**Provided data:**
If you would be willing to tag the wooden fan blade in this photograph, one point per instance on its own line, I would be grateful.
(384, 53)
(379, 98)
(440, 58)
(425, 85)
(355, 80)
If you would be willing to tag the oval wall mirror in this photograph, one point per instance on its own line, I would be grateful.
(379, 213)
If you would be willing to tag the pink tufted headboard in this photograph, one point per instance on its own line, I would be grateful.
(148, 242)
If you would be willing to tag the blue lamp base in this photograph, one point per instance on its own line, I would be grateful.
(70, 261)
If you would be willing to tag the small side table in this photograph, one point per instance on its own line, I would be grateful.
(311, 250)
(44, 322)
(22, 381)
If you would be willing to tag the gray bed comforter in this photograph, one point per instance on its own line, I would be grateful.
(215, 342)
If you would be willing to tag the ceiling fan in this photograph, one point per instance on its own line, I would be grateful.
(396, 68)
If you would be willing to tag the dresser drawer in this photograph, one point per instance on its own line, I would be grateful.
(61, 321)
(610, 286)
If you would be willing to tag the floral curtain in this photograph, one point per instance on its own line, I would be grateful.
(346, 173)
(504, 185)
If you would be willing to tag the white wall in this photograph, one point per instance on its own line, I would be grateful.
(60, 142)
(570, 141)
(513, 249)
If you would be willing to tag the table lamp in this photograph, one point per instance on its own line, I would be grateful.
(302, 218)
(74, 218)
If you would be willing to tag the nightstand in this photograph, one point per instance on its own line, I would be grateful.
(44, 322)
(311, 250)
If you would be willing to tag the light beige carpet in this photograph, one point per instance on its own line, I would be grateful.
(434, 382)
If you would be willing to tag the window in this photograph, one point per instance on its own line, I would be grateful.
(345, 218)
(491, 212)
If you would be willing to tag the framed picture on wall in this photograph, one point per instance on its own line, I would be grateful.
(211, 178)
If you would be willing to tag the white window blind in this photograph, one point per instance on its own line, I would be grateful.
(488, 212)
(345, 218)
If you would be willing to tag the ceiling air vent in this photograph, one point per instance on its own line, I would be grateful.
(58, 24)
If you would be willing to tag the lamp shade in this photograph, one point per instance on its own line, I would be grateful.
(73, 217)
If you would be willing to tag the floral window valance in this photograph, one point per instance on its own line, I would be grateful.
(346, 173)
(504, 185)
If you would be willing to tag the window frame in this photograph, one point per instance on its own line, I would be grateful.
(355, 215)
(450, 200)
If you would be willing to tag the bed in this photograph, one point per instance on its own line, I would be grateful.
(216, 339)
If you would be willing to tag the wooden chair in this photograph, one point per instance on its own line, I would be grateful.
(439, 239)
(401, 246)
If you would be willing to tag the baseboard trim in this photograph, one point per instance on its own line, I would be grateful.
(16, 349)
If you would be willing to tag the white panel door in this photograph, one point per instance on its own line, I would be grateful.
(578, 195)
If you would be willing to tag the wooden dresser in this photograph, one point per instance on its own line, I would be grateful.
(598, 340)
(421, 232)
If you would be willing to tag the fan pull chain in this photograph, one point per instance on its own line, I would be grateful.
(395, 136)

**What this task involves:**
With both ends included, please retype exactly the lines from the line containing "If you would be willing to tag the ceiling air" to the final line of the data.

**Result below:**
If you would be willing to tag the ceiling air vent in this photograph, one point per instance on its own line, I would be grateful.
(58, 24)
If you would be willing to tag the lamp shade in this photograph, one point per instance on its own line, I would be grateful.
(73, 217)
If you would be willing to tag the floral window valance in this photograph, one point per instance on its own line, I would be grateful.
(346, 173)
(504, 185)
If you would be willing to tag the window frame in this photograph, one point per instance on its own line, I would be grateful.
(355, 215)
(450, 200)
If you would be willing to tag the bed in this photograph, one point per instance on its own line, I would be grateful.
(216, 339)
If you would be willing to tag the wooden chair in this photograph, one point per instance on its own line, I would be grateful.
(439, 239)
(401, 246)
If you would be willing to tag the baseboard trim in this photograph, one point per instance on its own line, I would be grateful.
(16, 349)
If you would be willing to tag the white panel door in this photograph, one point per instance on its own line, I would be grateful.
(578, 195)
If you would be willing to tag the wooden dresser in this photograph, one point per instance on its own line, I would be grateful.
(598, 340)
(421, 232)
If you would be willing to tag the fan pull chain in this photograph, one point per instance on its own line, I would be grateful.
(395, 136)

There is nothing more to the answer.